● **Selected passage**:
With Internet and cell phone networks back up, protesters could use a check-in service to let others know where the thugs are being sighted and to recommend different locations to retreat or advance to. This would be a like a geo-tagged status update that could also be shared on your Facebook page or Twitter feed (minding the security implications). In addition, one could have pre-designated tags like “Thugs here”, “Don’t go here”, “Evacuate” etc., to avoid having to type when checking in. Call it the Q-CI feature, quick check-in’s.

These alerts or status updates could then be embedded geographically, something like geo-caching. So if I happen to check in within a hundred meters of someone who just recently updated their CI status as “evacuate”, I would get an immediate pop-up message showing me these nearby updates. Someone helping to coordinate the protests remotely from a laptop could quickly embed areas (rather than points) as  no-go zones if one or more updates show up with the tag “evacuate” at a given venue. Integrating Ushahidi’s new geometry mapping feature would make this possible.

A related project that I really like comes from the same student group in the UK that used live tactical mapping for protest swarming last year. The team has since designed and launched their very own mobile check-in platform to facilitate tactical maneuvering during demonstrations, keep protesters safe and avoid kettling:

“Kettling, also known as containment or corralling, is a police tactic for the management of large crowds during demonstrations or protests. It involves the formation of large cordons of police officers who then move to contain a crowd within a limited area. Protesters are left only one choice of exit, determined by the police, or are completely prevented from leaving” (1).

The project, called Sukey, is an excellent example of Maptivism. The name comes from the nursery rhyme: “Polly put the kettle on, Sukey take it off again.”

All you have to do is point your smart phone browser (it doesn’t have to be an iPhone!) to http://www.sukey.org/a to access the tactical map. The screenshot above is from their entertaining and helpful tutorial which you can access here. I really like the use of their simple “safety compass” which gives you immediate situational awareness about which direction safety (and danger) lies. The compass is specific to your GPS location and is updated in real-time as new reports are submitted by activists. These reports can be shared with all the other protesters and appear in the red box below the map.

● **Available data**:
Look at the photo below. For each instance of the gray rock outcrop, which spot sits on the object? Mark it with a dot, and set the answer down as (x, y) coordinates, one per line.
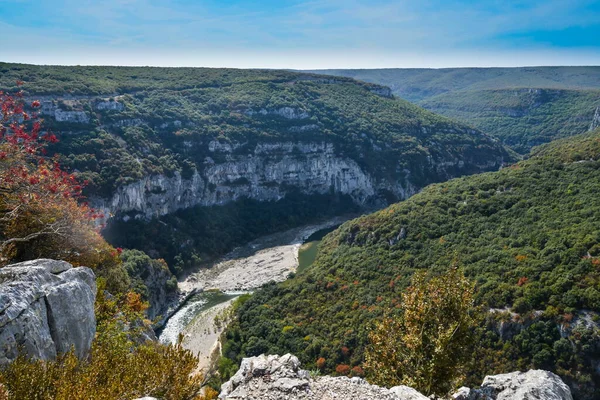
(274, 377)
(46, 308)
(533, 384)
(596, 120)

* * *

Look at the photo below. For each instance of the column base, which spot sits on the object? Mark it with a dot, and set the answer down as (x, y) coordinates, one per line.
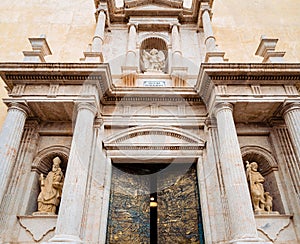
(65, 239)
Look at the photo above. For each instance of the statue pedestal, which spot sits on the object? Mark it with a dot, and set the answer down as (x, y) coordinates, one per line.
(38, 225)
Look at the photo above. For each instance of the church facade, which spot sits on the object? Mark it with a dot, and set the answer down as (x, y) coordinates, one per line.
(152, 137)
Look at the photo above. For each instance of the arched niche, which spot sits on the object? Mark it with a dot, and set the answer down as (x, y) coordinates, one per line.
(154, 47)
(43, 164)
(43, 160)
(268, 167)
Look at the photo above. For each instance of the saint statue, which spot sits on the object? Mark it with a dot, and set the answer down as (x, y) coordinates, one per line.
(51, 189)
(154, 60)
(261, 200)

* * *

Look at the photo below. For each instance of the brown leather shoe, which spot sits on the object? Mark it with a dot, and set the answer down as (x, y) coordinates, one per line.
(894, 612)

● **Activities**:
A: Do these statements agree with the passage on protest check-ins? (i) Sukey was built by the same UK student group that used live tactical mapping for protest swarming. (ii) Reaching the Sukey tactical map requires an iPhone. (iii) The safety compass updates once a day. For each, answer yes or no and quote the deciding words of the passage.
B: Rewrite the passage on protest check-ins, beginning at the words "With Internet and" and ending after "feature, quick check-in’s.", with "status update" replaced by "location post".
The rows come from a different source than the passage on protest check-ins.

● **Exercise answers**:
A:
(i) Yes: "A related project that I really like comes from the same student group in the UK that used live tactical mapping for protest swarming last year."
(ii) No: "it doesn’t have to be an iPhone!"
(iii) No: "is updated in real-time as new reports are submitted by activists"

B:
With Internet and cell phone networks back up, protesters could use a check-in service to let others know where the thugs are being sighted and to recommend different locations to retreat or advance to. This would be a like a geo-tagged location post that could also be shared on your Facebook page or Twitter feed (minding the security implications). In addition, one could have pre-designated tags like “Thugs here”, “Don’t go here”, “Evacuate” etc., to avoid having to type when checking in. Call it the Q-CI feature, quick check-in’s.